■ ACTIVITY ■
Give the following records again in full and without alteration.

######

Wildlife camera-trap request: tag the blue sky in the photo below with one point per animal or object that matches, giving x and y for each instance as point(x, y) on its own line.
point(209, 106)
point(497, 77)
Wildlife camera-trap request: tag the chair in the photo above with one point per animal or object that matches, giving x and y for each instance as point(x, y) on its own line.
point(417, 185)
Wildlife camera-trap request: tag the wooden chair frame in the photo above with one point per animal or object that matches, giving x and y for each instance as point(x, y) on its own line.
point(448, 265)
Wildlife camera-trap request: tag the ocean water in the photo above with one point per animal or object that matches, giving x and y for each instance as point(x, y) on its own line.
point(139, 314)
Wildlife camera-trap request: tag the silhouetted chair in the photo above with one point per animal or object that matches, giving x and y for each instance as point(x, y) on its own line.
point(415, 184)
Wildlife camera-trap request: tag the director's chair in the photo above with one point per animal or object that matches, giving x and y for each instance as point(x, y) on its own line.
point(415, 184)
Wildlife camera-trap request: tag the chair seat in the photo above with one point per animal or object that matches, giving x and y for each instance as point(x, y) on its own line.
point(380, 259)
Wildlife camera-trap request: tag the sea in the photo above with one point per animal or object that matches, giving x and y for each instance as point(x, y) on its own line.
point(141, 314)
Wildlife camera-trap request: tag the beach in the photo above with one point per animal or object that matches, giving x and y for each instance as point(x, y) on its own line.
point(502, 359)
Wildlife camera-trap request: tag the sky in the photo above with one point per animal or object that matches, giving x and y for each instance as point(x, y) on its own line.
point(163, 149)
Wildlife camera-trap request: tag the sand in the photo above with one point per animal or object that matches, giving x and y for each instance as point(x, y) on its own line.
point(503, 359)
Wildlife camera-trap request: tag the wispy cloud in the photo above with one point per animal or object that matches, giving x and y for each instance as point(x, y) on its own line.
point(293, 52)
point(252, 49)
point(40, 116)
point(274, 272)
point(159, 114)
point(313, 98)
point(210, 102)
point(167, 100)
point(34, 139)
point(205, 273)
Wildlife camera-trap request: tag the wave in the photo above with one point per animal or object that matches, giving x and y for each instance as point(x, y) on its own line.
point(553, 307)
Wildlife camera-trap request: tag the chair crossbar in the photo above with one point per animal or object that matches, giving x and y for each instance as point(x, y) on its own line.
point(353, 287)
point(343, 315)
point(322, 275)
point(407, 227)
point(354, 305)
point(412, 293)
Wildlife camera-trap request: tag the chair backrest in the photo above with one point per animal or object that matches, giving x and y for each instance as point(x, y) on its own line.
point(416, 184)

######

■ COMPLETED EXERCISE ■
Wildlife camera-trap request: tag the blue sky in the photo below with one point per animal or object that matches, giving x and y for each instance as point(x, y) on its own line.
point(209, 106)
point(497, 77)
Wildlife camera-trap request: tag the chair in the photo above with one point per animal or object that matches, giving x and y for each instance as point(x, y) on its own line.
point(417, 185)
Wildlife camera-trap request: tag the wooden chair frame in the photo above with one point per animal or object that matches, giving x and y for each instance as point(x, y) on its own line.
point(448, 265)
Wildlife camera-trap request: tag the ocean water in the photo above with one point per animal or object that matches, giving x and y for each instance as point(x, y) on its own line.
point(139, 314)
Wildlife camera-trap request: tag the silhouetted chair in the photo above with one point per animal or object that matches, giving x and y for each instance as point(x, y) on its own line.
point(415, 184)
Wildlife camera-trap request: tag the director's chair in the photo above with one point per animal or object that matches, giving x and y for each instance as point(x, y) on its own line.
point(415, 184)
Wildlife camera-trap request: tag the chair seat in the photo above with one point per animal or object that matches, giving x and y for each instance as point(x, y) on its own line.
point(380, 259)
Wildlife camera-trap request: tag the sea in the photo above with one point per animal or object that matches, giving x and y for each instance as point(x, y) on its own line.
point(141, 314)
Wildlife camera-trap request: tag the beach in the photo above with one point per animal or object that matches, giving x and y for each instance as point(x, y) on its own line.
point(502, 359)
Wildlife camera-trap request: tag the sky in the photo above with one point per animal or object that matches, giving x and y for each instance as point(x, y) on its own line.
point(163, 149)
Wildlife camera-trap request: tag the sand in the photo above with one point per animal or object that matches, giving x and y for each instance as point(x, y) on its own line.
point(503, 359)
Wildlife camera-trap request: tag the wispy cloud in the photo above with one point per animal or object that matches, giving x and y for each instance as point(x, y) on its own line.
point(293, 52)
point(252, 49)
point(40, 116)
point(274, 272)
point(159, 114)
point(313, 98)
point(210, 102)
point(167, 100)
point(34, 139)
point(205, 273)
Wildlife camera-trap request: tag the wave in the photo above with one point per animal or object that matches, giving x and y for each instance as point(x, y) on its own line.
point(553, 307)
Wildlife camera-trap request: tag the chair crossbar in the photo above with one point per animal or object that matches, giving x and y for each instance as point(x, y) on its own line.
point(353, 287)
point(343, 315)
point(322, 275)
point(407, 227)
point(354, 305)
point(412, 293)
Wildlife camera-trap request: tag the chair backrest in the photo above with one point per animal or object that matches, giving x and y for each instance as point(x, y) on its own line.
point(416, 184)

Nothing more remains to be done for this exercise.